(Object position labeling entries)
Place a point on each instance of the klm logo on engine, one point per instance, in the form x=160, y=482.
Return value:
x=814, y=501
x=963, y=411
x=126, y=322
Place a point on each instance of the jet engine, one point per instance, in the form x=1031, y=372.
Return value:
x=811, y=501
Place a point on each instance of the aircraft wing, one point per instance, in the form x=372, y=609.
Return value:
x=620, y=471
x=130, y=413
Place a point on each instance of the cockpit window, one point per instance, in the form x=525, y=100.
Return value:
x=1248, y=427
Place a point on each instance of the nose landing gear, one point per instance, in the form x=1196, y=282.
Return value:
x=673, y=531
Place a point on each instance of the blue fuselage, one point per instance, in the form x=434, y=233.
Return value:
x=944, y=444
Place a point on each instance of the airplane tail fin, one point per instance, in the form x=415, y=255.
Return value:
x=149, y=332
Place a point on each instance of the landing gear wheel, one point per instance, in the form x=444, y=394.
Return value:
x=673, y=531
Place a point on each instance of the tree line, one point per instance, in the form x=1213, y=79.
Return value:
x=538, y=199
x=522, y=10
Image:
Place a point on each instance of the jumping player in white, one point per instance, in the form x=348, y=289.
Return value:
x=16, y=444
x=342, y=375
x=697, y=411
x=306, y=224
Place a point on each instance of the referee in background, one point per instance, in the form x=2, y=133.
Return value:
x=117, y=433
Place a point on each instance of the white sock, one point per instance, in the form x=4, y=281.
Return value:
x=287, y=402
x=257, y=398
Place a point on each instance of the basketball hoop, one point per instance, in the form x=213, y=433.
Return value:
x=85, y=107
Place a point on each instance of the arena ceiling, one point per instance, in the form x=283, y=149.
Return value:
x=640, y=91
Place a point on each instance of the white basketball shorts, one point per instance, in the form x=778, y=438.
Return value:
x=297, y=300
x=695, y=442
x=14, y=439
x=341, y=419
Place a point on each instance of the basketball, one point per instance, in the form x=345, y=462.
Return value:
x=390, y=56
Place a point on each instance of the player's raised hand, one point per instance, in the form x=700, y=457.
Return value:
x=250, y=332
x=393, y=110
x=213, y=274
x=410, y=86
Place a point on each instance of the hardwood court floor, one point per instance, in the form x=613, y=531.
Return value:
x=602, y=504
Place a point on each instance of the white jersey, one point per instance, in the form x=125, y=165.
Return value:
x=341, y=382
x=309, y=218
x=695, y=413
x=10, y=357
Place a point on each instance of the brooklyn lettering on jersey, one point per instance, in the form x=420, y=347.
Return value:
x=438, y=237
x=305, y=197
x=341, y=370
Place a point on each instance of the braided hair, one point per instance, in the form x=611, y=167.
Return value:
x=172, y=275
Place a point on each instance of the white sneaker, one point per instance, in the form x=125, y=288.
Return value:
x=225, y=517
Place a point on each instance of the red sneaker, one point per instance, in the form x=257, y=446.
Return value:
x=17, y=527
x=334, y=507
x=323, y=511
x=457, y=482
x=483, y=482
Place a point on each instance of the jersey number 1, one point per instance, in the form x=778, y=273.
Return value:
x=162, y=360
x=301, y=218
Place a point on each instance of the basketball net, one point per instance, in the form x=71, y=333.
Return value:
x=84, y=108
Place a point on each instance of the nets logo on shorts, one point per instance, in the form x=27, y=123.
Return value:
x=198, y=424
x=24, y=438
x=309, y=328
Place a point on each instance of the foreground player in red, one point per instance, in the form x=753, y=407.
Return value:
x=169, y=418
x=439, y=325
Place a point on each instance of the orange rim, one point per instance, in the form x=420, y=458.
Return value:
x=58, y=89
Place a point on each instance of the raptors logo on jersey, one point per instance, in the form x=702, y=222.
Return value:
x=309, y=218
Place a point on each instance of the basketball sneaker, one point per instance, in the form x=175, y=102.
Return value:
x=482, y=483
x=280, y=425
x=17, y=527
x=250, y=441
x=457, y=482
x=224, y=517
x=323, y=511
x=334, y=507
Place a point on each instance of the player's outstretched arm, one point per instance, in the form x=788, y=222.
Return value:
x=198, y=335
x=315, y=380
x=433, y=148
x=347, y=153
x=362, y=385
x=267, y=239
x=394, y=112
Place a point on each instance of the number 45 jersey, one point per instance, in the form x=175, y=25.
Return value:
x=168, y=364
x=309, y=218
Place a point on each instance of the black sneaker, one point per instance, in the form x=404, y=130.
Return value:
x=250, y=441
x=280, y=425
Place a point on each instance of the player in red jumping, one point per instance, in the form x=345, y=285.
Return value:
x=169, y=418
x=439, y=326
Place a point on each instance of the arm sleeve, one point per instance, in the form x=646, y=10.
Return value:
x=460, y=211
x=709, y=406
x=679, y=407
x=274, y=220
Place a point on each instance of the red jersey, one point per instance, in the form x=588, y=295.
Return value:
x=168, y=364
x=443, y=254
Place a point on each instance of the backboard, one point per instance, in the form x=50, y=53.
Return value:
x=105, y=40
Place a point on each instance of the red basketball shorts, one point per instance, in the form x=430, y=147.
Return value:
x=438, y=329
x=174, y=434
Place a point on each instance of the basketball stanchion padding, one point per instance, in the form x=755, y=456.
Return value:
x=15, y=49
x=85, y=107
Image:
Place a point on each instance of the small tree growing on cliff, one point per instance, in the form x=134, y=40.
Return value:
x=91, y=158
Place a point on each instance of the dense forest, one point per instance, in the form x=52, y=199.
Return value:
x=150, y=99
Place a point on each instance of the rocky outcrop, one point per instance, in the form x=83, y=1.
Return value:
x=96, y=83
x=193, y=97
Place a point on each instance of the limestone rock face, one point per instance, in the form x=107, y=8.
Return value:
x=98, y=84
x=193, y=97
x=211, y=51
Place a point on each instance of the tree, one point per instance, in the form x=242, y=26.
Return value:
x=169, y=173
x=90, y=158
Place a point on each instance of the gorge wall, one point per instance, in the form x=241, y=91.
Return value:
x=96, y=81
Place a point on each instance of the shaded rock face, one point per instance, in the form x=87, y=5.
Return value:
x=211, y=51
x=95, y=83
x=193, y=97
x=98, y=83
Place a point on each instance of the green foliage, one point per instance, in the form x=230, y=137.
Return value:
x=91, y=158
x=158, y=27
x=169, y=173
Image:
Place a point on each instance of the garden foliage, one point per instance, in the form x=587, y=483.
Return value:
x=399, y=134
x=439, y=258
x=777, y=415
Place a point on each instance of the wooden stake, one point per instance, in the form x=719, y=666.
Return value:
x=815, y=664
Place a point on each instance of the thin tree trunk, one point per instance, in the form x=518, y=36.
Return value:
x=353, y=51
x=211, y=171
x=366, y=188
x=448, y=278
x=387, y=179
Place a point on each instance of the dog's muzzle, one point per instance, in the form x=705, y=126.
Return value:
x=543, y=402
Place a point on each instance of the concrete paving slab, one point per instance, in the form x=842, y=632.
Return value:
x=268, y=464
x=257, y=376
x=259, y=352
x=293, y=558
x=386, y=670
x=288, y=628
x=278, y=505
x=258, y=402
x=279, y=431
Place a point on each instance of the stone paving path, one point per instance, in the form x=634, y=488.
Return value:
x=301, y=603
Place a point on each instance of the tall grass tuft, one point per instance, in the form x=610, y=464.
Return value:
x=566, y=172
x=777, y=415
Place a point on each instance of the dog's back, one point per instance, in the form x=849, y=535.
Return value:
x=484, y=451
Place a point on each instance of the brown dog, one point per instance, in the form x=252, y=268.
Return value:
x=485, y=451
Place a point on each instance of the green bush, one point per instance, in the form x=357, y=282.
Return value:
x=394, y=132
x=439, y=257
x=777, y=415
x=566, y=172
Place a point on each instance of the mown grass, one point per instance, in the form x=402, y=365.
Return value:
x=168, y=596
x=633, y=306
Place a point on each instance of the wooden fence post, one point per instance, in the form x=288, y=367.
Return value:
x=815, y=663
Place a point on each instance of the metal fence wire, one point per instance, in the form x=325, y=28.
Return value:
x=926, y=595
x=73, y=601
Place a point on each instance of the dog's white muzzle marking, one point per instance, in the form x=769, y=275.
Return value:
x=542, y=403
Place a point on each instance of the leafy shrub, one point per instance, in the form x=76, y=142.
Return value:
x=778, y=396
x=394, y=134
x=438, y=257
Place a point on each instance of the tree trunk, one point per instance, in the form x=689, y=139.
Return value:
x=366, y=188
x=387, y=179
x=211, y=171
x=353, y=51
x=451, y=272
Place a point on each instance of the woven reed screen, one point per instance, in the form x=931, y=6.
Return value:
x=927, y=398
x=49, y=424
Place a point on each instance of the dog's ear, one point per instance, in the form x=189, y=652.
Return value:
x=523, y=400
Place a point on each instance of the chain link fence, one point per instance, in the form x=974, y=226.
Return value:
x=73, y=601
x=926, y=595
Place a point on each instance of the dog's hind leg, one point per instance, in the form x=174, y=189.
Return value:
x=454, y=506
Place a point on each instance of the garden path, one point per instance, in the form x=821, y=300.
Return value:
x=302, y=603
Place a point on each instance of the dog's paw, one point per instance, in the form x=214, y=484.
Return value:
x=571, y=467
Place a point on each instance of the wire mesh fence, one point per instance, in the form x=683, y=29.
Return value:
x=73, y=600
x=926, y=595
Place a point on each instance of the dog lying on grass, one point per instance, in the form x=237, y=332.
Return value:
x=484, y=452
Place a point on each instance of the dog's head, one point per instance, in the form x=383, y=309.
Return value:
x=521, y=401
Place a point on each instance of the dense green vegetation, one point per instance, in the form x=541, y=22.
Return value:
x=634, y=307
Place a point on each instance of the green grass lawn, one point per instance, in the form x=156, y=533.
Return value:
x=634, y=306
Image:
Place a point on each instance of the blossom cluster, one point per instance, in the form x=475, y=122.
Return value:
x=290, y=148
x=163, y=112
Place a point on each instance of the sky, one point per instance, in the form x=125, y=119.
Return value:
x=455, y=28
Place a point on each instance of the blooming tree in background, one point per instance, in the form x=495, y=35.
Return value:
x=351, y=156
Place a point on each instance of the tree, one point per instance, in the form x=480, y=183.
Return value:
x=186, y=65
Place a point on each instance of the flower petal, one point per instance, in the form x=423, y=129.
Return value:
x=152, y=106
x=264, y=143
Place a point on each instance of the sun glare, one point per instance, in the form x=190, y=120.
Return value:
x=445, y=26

• _EXERCISE TASK_
Everything from the line containing "Place a point on each instance of the sky, one" to the last line of the entries above should be quoted exactly, and only that.

• _SOLUTION_
Place a point on each instance of the sky, one point per instance, in the form x=125, y=119.
Return value:
x=455, y=28
Place a point on each instance of the blooming tree in background, one point per instance, in the form x=495, y=35.
Return value:
x=351, y=156
Place a point on each instance of the tree, one point per instance, in the form x=480, y=183.
Return value:
x=186, y=65
Place a point on each instance of the flower petal, one point per instance, in the form x=423, y=129.
Return value:
x=152, y=106
x=264, y=143
Place a point on each instance of the sun glare, one point per instance, in the form x=190, y=120.
Return value:
x=445, y=26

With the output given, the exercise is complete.